**Tareas por realizar**
[A] Responda, a partir del fragmento sobre Urmuz, las siguientes preguntas:
(i) ¿Qué editorial publicó Páginas extrañas y de qué ciudad es?
(ii) ¿En qué localidad y en qué año nació Urmuz?
(iii) ¿Qué llevaba Tzara bajo la axila cuando se presentó en el café Voltaire?
[B] Resuma el fragmento sobre Urmuz en dos oraciones.

**Fragmento de origen**
++++++

La oncena entrega te va a sorprender porque me he dejado de nombres previsibles, yéndome por los cerros rumanos y por un autor completamente desconocido en España -y supongo que en el extranjero-. Un tipo, que ejerció la judicatura y fue el padre del dadaísmo, antecesor por tanto de Tzara y todas sus huestes, así como de la literatura del absurdo, influyendo sobre Ionesco. La editorial madrileña Crusoe publicó hace años un libro suyo titulado Páginas extrañas. Su nombre de pila era Demetru Demetrescu Buzâu, pero lo conocemos por Urmuz. En el Bucarest de vanguardia era considerado por los díscolos como un autor de cabecera, y cuando Tzara se presentó en el café Voltaire de Ginebra, llevaba bajo su axila algunos de sus poemas. Luego la historia de la literatura europea se lo tragó, y es por esta razón que estas palabras deben servir de homenaje a los pioneros desconocidos, hermanos de Urmuz, que merodean por el éter, mientras algunos vivillos les comen eternamente el hígado. Y ya que hemos llegado hasta aquí, hagamos una curiosa observación no exenta de capciosidad: tanto Tzara como Ionesco y Ciorán, los más celebrados escritores rumanos del XX, deben su celebridad a escribir en francés, por lo que no es arbitrario colegir que para estudiar literatura rumana del siglo XX el mayor requisito debe ser saber francés. Coherente para una cultura que inventó la literatura del absurdo. Pero volvamos a Urmuz,
el
más puro de los poetas
en las palabras de Voronca, nacido en la
localidad de Curtea en 1883 y muerto trágicamente cuarenta años más
tarde. Considerado unánimemente el precursor de la vanguardia
rumana y europea, fue, en palabras de Ionescu dadaísta
antes de Dadá y surrealista antes del surrealismo.
Ya antes de 1914 sus "Páginas
Extravagantes"

++++++

**Material proporcionado**
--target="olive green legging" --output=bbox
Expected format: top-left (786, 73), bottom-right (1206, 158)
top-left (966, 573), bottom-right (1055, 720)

++++++

**Respuestas por tarea**
[A]
(i) La editorial Crusoe, de Madrid.
(ii) En Curtea, en 1883.
(iii) Algunos poemas de Urmuz.

[B] Urmuz, nombre por el que se conoce a Demetru Demetrescu Buzâu, ejerció la judicatura y es presentado como padre del dadaísmo y precursor de la literatura del absurdo, con influencia sobre Ionesco. Aunque en el Bucarest de vanguardia era un autor de cabecera, la historia de la literatura europea lo olvidó, y el fragmento pretende rendir homenaje a él y a otros pioneros desconocidos.